─── Data excerpts ───

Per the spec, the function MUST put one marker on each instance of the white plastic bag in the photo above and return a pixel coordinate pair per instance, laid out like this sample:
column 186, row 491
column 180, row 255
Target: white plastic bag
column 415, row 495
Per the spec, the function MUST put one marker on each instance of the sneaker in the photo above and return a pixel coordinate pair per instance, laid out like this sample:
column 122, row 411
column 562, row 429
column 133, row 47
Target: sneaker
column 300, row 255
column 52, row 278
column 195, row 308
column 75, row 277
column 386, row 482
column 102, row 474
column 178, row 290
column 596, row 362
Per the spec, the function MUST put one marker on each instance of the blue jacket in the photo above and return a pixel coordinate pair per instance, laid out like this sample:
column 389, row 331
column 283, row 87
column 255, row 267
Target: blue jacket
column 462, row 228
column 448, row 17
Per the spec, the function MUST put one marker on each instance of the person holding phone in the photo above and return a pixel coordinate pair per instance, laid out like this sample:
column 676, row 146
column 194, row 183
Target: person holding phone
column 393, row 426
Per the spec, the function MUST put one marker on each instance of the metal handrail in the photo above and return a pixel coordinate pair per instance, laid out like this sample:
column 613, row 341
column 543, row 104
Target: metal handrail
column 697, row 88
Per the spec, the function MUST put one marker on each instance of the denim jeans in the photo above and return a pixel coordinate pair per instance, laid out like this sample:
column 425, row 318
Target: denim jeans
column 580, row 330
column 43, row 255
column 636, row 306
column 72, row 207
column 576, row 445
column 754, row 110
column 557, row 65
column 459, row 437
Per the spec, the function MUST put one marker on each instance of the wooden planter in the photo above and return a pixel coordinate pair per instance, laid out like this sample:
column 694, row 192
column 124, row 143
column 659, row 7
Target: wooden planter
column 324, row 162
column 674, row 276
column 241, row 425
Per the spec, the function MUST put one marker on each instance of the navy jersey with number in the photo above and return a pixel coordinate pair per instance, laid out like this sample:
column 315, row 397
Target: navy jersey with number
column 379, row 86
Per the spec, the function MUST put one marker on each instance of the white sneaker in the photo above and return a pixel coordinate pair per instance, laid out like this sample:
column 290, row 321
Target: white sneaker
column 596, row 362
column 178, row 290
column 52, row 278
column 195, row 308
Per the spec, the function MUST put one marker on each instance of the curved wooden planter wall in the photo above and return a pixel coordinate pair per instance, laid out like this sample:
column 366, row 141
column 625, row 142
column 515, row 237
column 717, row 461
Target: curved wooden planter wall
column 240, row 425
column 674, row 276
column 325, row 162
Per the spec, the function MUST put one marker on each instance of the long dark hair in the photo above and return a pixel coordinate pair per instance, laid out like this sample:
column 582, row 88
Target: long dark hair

───
─── Data excerpts ───

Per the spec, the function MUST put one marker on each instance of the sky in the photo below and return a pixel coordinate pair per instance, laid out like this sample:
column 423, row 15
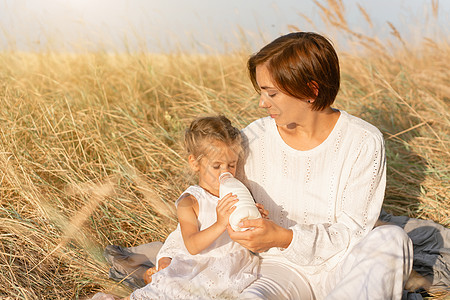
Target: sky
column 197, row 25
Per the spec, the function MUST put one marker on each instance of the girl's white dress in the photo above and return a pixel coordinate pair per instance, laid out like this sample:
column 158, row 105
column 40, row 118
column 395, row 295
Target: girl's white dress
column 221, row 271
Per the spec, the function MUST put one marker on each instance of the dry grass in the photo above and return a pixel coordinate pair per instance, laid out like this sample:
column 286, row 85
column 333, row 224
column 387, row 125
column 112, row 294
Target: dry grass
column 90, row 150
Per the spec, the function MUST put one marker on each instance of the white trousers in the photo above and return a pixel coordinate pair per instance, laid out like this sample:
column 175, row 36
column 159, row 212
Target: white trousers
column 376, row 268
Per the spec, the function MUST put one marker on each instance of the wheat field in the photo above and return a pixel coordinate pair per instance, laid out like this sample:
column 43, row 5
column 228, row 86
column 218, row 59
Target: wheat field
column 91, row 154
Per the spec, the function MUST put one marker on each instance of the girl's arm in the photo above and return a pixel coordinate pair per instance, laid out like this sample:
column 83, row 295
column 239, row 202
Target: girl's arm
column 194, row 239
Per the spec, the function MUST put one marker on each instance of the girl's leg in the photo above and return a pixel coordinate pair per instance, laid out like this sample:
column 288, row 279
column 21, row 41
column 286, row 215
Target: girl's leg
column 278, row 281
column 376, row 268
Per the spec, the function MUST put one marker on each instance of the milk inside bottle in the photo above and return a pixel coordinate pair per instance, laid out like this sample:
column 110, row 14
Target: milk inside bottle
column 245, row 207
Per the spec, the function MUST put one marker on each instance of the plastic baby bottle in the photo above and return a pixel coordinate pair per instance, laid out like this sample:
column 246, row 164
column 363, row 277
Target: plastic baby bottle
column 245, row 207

───
─── Data excerpts ───

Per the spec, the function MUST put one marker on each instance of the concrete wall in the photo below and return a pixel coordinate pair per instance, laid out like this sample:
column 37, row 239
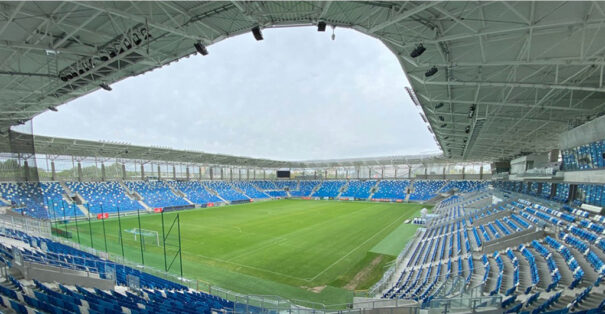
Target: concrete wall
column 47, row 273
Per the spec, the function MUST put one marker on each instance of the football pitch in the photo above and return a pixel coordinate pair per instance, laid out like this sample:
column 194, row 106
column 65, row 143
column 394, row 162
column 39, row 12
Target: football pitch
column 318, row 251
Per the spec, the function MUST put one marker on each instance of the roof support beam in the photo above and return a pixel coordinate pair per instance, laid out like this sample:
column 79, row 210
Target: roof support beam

───

Work task: There is a run of lines above from the one with "column 290, row 321" to the one with "column 366, row 141"; print exactly that run, both ends included, and nothing else.

Worked solution:
column 290, row 321
Target: white sneaker
column 596, row 362
column 178, row 290
column 52, row 278
column 195, row 308
Per the spec, the function MUST put one marker on each instance of the curved wooden planter wall in the photo above and return a pixel coordinate pair per instance, laid out like this sample:
column 366, row 141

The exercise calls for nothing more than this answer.